Gather every line of the items below that contains the string "flap", and copy each such line in full.

— Start —

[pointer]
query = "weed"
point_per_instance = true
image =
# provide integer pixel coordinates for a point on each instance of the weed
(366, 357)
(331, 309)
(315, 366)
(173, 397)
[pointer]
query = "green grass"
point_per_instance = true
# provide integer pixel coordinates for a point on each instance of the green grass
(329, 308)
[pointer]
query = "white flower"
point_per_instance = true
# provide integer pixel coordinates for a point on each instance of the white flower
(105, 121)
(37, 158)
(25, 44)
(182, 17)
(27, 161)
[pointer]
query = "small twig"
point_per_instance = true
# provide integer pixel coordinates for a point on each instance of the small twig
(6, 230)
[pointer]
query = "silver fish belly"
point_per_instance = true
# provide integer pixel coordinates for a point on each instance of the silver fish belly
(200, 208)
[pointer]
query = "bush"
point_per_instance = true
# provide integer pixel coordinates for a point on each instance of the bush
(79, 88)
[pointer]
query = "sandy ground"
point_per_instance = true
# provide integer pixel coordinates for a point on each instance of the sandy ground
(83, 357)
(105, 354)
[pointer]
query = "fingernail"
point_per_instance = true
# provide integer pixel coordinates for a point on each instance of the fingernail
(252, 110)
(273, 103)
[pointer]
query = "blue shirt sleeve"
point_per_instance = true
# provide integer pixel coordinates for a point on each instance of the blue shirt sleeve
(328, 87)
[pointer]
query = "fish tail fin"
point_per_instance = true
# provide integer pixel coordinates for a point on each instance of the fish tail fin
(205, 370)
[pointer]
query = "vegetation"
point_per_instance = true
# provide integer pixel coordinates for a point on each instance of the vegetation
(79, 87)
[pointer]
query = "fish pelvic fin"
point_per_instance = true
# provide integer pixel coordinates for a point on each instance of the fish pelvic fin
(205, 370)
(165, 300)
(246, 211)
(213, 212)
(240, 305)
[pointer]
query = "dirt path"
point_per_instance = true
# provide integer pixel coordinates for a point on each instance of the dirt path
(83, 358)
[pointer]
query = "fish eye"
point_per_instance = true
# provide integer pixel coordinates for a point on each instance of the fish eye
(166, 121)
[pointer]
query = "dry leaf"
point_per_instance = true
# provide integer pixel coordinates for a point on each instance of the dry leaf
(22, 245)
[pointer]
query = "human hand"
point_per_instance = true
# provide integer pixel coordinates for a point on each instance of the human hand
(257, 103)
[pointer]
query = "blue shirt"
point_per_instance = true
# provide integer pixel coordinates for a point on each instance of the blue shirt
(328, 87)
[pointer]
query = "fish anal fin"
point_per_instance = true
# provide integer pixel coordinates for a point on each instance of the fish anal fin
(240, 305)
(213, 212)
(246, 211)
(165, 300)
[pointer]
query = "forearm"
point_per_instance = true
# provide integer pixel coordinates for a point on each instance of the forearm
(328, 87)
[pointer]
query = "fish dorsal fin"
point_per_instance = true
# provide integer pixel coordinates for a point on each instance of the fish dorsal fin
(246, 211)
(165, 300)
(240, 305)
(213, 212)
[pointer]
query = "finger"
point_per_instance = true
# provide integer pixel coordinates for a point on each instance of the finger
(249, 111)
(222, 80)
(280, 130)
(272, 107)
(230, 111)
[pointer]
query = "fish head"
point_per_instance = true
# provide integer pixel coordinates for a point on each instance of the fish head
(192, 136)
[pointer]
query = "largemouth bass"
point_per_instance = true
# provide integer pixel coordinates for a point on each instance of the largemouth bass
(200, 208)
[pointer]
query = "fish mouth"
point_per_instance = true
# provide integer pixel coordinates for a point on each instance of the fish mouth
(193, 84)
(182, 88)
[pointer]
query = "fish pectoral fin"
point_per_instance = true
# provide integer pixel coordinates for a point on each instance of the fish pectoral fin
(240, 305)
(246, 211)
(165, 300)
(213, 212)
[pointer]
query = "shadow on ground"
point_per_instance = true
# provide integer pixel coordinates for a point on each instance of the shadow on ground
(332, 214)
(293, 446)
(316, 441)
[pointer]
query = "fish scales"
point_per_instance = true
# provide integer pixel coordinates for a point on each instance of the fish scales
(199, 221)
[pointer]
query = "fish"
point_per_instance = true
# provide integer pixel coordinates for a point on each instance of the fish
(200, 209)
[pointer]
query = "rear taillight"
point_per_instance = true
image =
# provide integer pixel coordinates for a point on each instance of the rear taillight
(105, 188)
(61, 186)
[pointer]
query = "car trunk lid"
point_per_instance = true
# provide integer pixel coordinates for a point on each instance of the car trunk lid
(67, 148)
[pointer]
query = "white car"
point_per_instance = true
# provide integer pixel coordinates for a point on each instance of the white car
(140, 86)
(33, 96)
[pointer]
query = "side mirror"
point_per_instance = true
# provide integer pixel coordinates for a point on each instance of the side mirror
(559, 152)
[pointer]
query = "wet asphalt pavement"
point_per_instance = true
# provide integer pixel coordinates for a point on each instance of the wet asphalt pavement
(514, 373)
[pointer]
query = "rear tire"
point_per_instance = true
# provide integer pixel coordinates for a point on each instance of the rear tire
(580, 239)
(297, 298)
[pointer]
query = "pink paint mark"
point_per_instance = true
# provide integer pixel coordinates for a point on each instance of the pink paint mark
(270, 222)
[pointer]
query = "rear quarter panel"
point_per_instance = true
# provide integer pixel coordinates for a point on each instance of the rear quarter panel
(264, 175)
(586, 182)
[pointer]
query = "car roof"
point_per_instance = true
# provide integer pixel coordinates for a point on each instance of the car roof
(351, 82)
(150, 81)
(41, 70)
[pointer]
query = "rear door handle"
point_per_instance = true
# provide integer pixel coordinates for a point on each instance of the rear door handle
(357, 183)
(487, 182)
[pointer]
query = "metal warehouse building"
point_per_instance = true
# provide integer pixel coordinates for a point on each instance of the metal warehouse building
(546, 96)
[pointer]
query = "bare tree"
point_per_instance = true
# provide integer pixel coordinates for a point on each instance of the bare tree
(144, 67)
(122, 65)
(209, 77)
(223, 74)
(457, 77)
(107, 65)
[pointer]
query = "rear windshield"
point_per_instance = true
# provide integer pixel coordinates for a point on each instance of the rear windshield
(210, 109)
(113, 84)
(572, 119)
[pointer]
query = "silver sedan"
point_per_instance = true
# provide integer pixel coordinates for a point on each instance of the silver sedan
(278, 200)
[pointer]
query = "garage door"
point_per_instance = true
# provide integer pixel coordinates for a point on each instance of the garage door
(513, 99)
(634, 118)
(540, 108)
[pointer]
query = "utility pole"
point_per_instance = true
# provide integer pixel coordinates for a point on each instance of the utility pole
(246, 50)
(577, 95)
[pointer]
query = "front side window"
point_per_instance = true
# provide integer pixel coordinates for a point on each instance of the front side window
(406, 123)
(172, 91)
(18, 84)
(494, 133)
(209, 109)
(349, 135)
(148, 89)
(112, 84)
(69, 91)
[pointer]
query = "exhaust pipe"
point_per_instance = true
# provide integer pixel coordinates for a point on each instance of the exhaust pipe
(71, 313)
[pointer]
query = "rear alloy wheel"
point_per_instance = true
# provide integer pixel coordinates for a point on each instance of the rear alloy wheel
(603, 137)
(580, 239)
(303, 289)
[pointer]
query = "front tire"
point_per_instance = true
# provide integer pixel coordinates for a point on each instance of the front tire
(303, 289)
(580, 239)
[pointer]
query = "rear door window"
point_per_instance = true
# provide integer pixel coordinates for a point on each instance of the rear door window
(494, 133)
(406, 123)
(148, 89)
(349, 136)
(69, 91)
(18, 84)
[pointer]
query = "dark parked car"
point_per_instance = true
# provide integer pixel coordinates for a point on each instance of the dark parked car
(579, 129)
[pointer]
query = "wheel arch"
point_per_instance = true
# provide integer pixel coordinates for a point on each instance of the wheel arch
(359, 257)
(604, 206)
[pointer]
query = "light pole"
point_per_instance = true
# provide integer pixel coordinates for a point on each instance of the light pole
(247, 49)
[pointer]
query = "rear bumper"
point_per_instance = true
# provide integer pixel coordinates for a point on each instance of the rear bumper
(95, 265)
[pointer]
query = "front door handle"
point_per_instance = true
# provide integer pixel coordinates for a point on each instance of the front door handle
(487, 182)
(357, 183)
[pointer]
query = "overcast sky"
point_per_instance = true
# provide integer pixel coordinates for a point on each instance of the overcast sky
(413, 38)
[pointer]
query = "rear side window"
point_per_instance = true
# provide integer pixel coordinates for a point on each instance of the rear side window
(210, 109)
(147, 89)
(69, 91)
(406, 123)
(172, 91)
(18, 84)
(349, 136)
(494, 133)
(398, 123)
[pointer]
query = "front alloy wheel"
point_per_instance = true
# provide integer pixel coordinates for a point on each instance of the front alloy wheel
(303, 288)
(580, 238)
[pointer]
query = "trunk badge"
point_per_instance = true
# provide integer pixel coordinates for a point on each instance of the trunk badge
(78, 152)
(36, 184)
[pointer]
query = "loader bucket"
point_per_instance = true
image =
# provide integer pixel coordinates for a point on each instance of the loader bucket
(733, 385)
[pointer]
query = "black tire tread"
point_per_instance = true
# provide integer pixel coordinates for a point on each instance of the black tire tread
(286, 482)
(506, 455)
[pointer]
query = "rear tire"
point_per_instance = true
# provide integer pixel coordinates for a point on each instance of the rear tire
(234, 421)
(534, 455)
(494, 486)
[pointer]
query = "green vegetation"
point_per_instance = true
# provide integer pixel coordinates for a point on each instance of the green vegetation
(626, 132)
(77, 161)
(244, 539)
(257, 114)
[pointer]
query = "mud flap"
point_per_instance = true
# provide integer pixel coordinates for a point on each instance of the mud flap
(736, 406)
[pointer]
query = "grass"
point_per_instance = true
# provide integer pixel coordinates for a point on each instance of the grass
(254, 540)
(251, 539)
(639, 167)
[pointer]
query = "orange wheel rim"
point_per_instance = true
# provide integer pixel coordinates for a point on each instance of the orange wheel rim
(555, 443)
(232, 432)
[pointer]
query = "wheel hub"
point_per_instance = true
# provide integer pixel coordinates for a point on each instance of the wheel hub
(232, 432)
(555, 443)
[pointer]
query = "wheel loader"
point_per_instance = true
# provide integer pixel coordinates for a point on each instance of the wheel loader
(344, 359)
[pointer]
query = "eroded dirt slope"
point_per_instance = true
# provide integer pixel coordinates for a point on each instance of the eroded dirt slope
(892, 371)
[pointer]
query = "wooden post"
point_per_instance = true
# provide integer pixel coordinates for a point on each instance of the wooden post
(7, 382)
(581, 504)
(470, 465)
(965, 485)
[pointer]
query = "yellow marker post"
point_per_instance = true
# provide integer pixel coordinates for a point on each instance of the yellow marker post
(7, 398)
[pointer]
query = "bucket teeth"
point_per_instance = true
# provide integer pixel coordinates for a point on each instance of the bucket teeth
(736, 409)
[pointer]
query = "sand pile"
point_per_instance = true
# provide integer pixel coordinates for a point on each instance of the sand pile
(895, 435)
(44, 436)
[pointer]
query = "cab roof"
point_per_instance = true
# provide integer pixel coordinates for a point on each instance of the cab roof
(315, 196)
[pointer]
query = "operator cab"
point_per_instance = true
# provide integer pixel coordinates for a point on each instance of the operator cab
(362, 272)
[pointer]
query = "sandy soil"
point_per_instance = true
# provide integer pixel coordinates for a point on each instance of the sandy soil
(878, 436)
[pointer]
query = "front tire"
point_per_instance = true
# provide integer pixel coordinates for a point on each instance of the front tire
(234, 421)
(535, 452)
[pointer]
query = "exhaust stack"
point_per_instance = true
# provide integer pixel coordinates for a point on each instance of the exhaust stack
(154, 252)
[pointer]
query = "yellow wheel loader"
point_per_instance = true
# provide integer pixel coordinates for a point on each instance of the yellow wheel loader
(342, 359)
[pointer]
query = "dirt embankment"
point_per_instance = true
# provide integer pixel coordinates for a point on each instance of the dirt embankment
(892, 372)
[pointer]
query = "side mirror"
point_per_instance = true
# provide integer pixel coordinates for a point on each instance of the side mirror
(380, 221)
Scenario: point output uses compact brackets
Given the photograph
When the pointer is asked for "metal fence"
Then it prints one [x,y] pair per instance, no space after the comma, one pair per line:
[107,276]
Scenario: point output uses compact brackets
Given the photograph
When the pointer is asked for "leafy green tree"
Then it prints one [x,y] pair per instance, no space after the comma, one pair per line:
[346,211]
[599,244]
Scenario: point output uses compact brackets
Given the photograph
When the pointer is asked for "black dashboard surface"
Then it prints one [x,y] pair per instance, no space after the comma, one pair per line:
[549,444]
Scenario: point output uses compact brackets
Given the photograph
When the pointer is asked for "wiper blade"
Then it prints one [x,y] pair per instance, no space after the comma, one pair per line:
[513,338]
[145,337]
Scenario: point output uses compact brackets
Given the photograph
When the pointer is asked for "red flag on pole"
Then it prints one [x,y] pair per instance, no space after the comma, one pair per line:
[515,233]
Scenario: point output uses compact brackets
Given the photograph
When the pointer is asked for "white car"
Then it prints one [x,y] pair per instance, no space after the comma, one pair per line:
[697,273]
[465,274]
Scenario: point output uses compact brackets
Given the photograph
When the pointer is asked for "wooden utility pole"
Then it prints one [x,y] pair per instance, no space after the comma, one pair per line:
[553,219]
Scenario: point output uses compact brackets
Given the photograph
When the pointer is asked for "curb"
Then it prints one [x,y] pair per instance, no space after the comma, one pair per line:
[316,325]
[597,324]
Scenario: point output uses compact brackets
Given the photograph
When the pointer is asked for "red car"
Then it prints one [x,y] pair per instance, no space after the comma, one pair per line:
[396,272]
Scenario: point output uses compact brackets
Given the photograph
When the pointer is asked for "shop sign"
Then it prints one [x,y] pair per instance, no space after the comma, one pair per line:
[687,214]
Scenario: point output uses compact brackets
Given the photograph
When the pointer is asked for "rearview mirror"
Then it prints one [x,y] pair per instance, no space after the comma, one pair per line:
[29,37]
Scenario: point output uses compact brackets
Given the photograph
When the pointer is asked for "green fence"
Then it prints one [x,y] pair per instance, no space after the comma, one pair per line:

— End —

SOLUTION BELOW
query = "mud flap"
# provide integer pixel coordinates for a point on each instance of the mud flap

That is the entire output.